Stated goal.
Please gather every line of the records below that contains the word "shape", matching case exactly.

Provided information.
§ §

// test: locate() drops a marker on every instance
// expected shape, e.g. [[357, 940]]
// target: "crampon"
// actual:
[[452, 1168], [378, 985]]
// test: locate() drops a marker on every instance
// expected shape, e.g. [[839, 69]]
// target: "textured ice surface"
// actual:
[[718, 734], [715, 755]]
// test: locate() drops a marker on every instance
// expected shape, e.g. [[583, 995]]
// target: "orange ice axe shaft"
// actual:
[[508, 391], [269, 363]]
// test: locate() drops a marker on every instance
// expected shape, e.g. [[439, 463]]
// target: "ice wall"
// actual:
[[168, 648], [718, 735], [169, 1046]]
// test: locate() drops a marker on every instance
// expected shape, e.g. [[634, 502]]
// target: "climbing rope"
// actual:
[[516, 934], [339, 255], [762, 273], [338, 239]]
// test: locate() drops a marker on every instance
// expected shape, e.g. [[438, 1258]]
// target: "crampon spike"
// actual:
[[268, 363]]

§ §

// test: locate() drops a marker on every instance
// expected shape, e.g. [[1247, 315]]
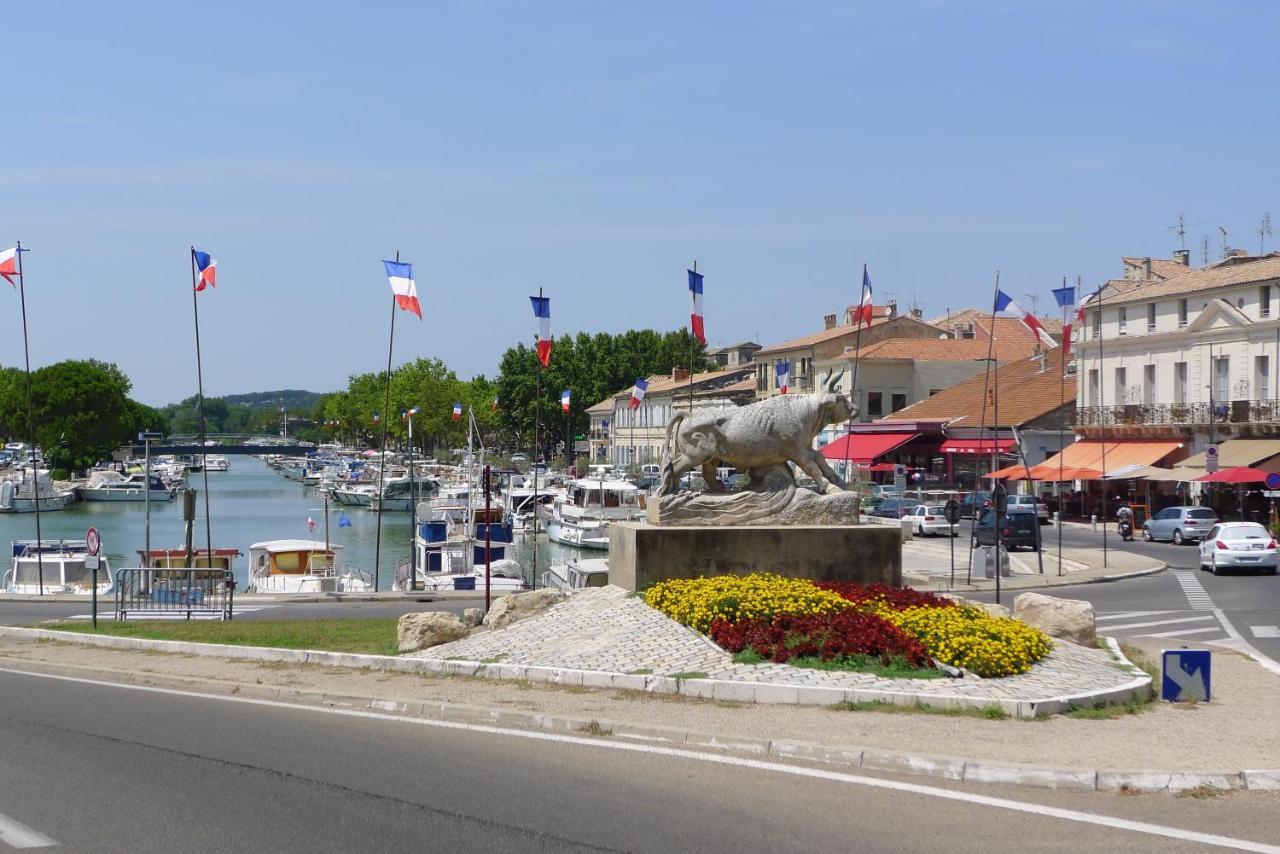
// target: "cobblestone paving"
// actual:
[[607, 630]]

§ §

Output for this exercise.
// expected shape, e.g. [[357, 940]]
// expected shape, e.g. [[839, 69]]
// expected shape, e.g. [[583, 995]]
// expected shape, e.g. [[439, 463]]
// expected shape, e.g. [[634, 502]]
// expected shape, e.g. [[438, 1258]]
// expected shape, e.g. [[1247, 315]]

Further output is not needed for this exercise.